→ Problem to solve: Every record must be transcribed in its entirety, apart from the images, which are to be omitted.
**** Dataset excerpts ****
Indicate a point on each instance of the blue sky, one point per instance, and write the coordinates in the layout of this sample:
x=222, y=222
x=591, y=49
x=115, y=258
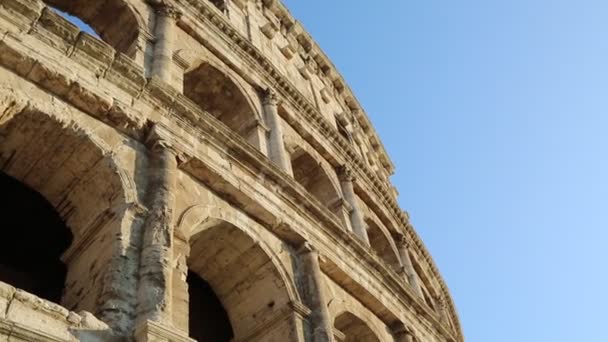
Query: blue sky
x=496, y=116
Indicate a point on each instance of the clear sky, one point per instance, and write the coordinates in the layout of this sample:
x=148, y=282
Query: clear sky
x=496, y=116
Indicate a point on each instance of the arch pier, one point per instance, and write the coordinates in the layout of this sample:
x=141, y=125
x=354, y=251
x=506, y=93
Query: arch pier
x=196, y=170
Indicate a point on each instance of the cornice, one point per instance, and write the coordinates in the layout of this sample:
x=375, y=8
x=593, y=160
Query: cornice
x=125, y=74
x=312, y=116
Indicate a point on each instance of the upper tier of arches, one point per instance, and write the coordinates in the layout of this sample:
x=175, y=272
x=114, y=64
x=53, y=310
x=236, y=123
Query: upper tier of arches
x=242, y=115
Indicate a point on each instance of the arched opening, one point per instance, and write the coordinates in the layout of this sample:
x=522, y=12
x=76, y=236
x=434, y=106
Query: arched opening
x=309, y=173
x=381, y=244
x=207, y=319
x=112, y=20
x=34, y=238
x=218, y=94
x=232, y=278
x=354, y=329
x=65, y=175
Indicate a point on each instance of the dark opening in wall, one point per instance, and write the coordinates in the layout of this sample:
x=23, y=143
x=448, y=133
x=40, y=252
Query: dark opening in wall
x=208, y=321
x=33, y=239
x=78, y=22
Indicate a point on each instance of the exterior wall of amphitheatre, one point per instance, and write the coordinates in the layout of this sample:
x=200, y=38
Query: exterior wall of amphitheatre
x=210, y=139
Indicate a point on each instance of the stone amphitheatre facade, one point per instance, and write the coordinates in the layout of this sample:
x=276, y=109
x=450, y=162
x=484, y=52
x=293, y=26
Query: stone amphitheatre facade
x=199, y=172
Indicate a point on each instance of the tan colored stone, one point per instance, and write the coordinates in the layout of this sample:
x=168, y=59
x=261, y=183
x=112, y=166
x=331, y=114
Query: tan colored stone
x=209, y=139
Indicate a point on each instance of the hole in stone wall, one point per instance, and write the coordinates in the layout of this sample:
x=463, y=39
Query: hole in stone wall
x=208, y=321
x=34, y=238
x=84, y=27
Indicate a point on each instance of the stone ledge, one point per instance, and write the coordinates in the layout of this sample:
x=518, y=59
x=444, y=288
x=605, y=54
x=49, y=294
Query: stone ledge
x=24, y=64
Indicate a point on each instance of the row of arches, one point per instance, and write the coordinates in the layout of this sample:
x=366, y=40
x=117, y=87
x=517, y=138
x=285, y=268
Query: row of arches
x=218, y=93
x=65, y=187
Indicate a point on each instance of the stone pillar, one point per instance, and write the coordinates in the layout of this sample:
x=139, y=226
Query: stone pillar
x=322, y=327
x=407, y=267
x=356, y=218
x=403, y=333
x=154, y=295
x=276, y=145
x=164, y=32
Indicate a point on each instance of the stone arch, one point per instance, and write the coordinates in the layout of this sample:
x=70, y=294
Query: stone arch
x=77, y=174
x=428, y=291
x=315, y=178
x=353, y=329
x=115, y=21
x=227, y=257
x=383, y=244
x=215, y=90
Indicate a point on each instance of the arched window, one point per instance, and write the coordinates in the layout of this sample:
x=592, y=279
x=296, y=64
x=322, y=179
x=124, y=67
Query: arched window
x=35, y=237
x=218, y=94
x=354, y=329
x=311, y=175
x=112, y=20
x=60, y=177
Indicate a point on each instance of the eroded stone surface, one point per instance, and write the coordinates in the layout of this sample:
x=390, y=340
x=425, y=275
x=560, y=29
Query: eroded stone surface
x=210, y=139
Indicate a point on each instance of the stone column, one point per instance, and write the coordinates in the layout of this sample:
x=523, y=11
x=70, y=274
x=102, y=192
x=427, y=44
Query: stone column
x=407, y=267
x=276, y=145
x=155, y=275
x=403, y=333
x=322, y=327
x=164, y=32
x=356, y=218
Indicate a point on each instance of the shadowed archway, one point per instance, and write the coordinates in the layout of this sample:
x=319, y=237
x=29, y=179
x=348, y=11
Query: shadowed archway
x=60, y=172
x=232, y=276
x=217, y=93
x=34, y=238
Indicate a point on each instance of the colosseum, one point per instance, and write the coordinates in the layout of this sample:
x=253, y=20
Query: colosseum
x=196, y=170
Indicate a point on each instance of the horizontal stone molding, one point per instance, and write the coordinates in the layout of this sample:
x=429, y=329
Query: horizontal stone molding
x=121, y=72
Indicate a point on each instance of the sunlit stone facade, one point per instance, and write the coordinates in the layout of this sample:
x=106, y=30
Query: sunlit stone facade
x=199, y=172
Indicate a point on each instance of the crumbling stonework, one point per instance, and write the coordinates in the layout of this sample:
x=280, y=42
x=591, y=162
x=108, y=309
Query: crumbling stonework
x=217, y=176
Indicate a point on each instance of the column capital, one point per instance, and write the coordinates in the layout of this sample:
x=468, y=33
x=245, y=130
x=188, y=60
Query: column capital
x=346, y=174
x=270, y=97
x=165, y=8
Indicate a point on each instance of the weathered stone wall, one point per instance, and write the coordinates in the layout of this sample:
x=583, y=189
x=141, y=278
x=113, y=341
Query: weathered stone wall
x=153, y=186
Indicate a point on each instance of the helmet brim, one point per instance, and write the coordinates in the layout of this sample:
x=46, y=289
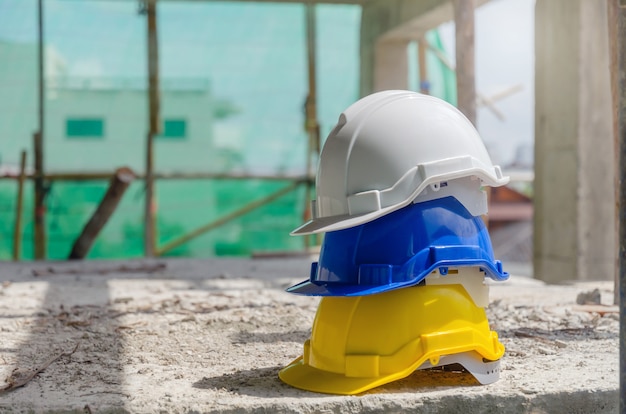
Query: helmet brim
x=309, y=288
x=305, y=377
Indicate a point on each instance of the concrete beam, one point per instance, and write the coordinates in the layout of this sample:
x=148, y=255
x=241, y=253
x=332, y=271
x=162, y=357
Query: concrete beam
****
→ Response area:
Indicate a point on each instance of the blue sky, one point per instance, and write the coordinates in the layout of this sample:
x=222, y=222
x=591, y=49
x=115, y=258
Query: blue sky
x=496, y=116
Indicate a point on each instance of the clear sky, one point per instance, and write the coordinates in the layout of this sample:
x=148, y=282
Query: clear sky
x=496, y=116
Indicate a point on each instance of the arch pier, one point per instance, and write the coordinates in the layout of this sample:
x=141, y=125
x=354, y=251
x=506, y=93
Query: arch pier
x=196, y=170
Indicate a point on each instance of the cornice, one point per instance, and write the coordinates in the layout of this sample:
x=375, y=8
x=593, y=160
Query: cornice
x=125, y=74
x=312, y=116
Indicate a point on each instance of the upper tier of arches, one point per instance, and write the coordinates in the layout of this sample:
x=175, y=272
x=114, y=64
x=53, y=310
x=236, y=123
Query: upper tier of arches
x=242, y=115
Indicate a point on each instance of the arched opening, one point per instance, and write the coordinates in the layout of this sample:
x=522, y=12
x=76, y=236
x=434, y=106
Query: arched opening
x=309, y=173
x=381, y=244
x=207, y=319
x=112, y=20
x=34, y=238
x=218, y=94
x=232, y=278
x=354, y=329
x=65, y=175
Indicate a point on each instance of the dark opening in wall, one point per instance, and write the coordinates in the layout of this sample:
x=23, y=143
x=448, y=133
x=40, y=252
Query: dark opening in wall
x=208, y=321
x=33, y=239
x=78, y=22
Indicate a point on each instance of the exterior wall of amphitheatre, one point per instance, and write the coordinates in the layout of this sample:
x=200, y=38
Query: exterior wall of amphitheatre
x=210, y=139
Indicate a point on each instance of the stone amphitheatre facade, one point per instance, and write the coordinates in the layout of this sample:
x=276, y=109
x=450, y=162
x=484, y=52
x=293, y=26
Query: stone amphitheatre facade
x=199, y=172
Indicate a point on each instance of the tan colored stone, one point per instance, and write the coordinates in the layout of this sample:
x=168, y=59
x=261, y=183
x=112, y=166
x=331, y=114
Query: tan colored stone
x=209, y=139
Indicate a point on each instance of the hole in stone wall, one point per instance, and write the coordinates in the layout of this sample:
x=463, y=39
Query: hole in stone wall
x=208, y=321
x=34, y=238
x=84, y=27
Indicate a point on each instance of the stone ledge, one point per instance, and write the coordinates in the layout of this sample:
x=518, y=59
x=444, y=288
x=605, y=54
x=49, y=294
Query: stone ledge
x=24, y=64
Indicate a point on each instance of the row of arches, one point per instance, and write the coordinates in the layout of this sample:
x=366, y=40
x=117, y=87
x=517, y=138
x=285, y=268
Query: row of arches
x=218, y=93
x=65, y=187
Indicate a point on each instance of the stone pillar, one point per instance, and write the coordinates in the layout of this sample:
x=139, y=226
Query: stone pillar
x=322, y=327
x=407, y=267
x=356, y=218
x=403, y=333
x=154, y=295
x=276, y=145
x=164, y=32
Indicate a point on each instance of the stone arch, one point per instance, and write the coordinates in the layout of this sample:
x=70, y=294
Query: stone arch
x=77, y=174
x=428, y=291
x=315, y=178
x=353, y=329
x=115, y=21
x=227, y=257
x=383, y=244
x=215, y=90
Indicate a point on each instance of the arched window, one point per instance, and write the coordinates in the layout of this sample:
x=592, y=279
x=296, y=64
x=322, y=179
x=124, y=67
Query: arched window
x=35, y=237
x=218, y=94
x=354, y=329
x=311, y=175
x=112, y=20
x=60, y=177
Indicate a point on each instance of the eroded stone surface, one point per instance, and write the coordinates in the layout of this sample:
x=390, y=340
x=425, y=275
x=560, y=29
Query: eroded stone surface
x=210, y=139
Indicate a point on each instance of the stone column, one point per instance, and write the coordinates in the layout of this sample:
x=523, y=11
x=70, y=274
x=102, y=192
x=427, y=44
Query: stone column
x=407, y=267
x=276, y=145
x=155, y=275
x=403, y=333
x=322, y=327
x=164, y=32
x=356, y=218
Indicate a point on each instance of the shadowed archway, one point per instance, and write the coordinates in the layout of this sample:
x=319, y=237
x=29, y=179
x=348, y=11
Query: shadowed archway
x=60, y=172
x=232, y=276
x=217, y=93
x=34, y=238
Indicate a point on each instance of the colosseum, one point per instance, and write the coordinates in the layout of this sample:
x=253, y=20
Query: colosseum
x=196, y=170
Indicate a point on each instance of the horizontal stone molding, one point per instance, and write the coordinates in the layout of this sample:
x=429, y=329
Query: horizontal stone molding
x=121, y=72
Indicate a point on each instance of the sunlit stone facade, one point per instance, and write the coordinates in the layout of this sample:
x=106, y=30
Query: sunlit stone facade
x=199, y=172
Indicate a point on each instance of the crumbling stonework, one point per instance, and write the coordinates in the layout of this sample:
x=280, y=42
x=591, y=162
x=108, y=309
Query: crumbling stonework
x=217, y=176
Indicate a point on each instance of the column capital, one point per instance, and write the coordinates in the layout of this sample:
x=468, y=33
x=245, y=130
x=188, y=60
Query: column capital
x=346, y=174
x=270, y=97
x=165, y=8
Indicate a point on each instance of the weathered stone wall, one point per instance, and write the coordinates in the layout of this sample:
x=583, y=189
x=141, y=278
x=113, y=341
Query: weathered stone wall
x=153, y=186
Indicate a point on each instance of the helmet brim, one point per instance, and write the coordinates in the layout of this sample:
x=46, y=289
Query: helmet brim
x=309, y=288
x=305, y=377
Indicate a point on each instance of the concrete beam, one point per instance, and write the coordinates in the layout of this sample:
x=148, y=255
x=241, y=253
x=332, y=271
x=162, y=357
Query: concrete beam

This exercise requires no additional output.